> Short problem
Gather every line of the listing below that contains the string "airplane". Matching is case-sensitive.

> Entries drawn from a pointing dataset
● ● ● ●

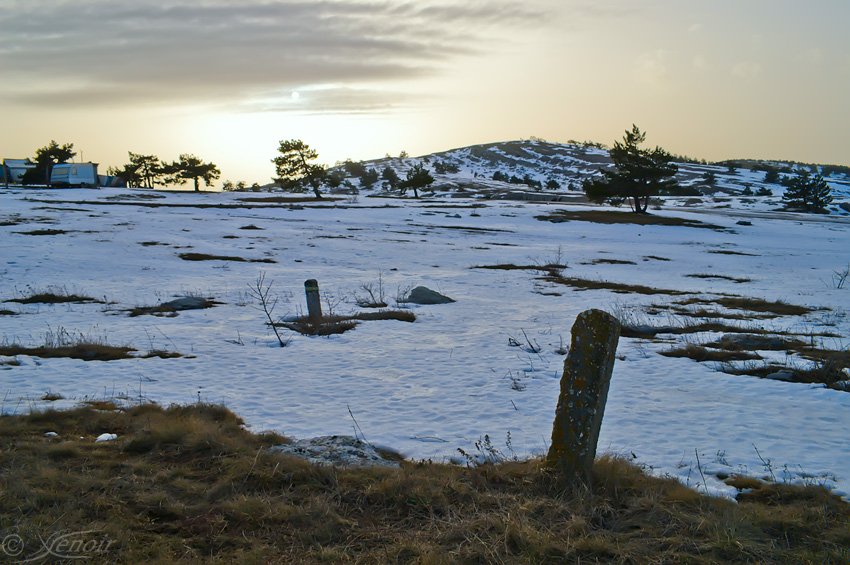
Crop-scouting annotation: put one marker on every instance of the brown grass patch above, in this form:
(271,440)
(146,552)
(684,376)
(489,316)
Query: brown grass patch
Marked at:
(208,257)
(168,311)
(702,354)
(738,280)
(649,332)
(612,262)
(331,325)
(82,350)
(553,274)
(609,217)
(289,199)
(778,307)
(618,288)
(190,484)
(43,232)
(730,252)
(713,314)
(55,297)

● ● ● ●

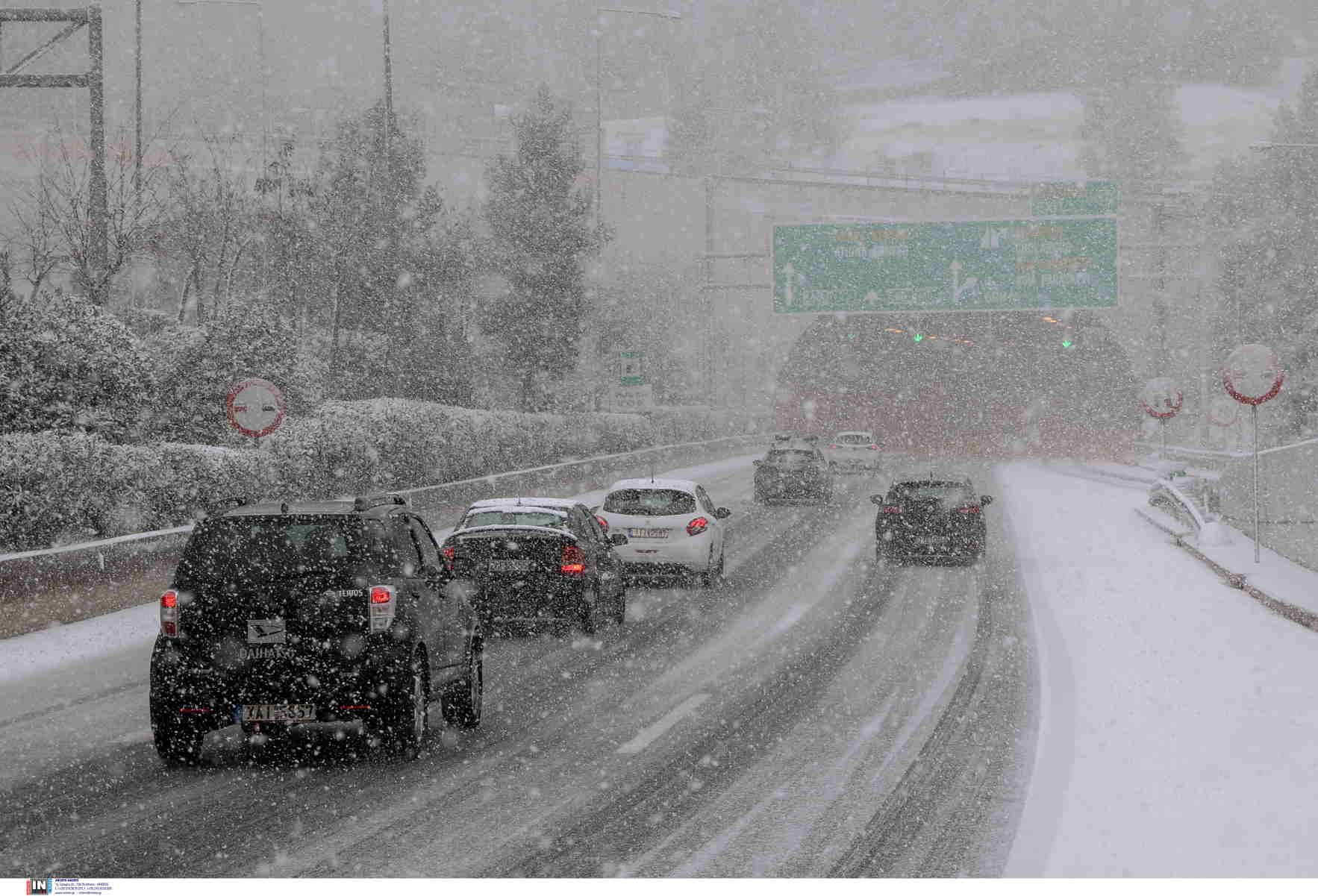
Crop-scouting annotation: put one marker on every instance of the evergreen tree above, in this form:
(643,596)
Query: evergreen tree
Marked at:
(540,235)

● ● ● ●

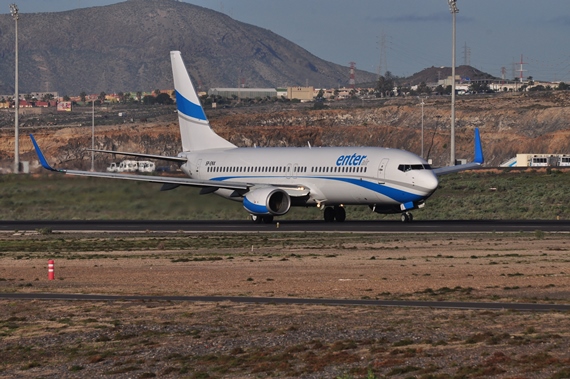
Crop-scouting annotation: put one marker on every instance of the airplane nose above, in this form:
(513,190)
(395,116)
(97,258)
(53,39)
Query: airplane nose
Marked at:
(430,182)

● ● ● ●

> Result for this task
Crop-scouting annotation: put one marker on every instance of the airplane nose above, in this form:
Query: airplane nose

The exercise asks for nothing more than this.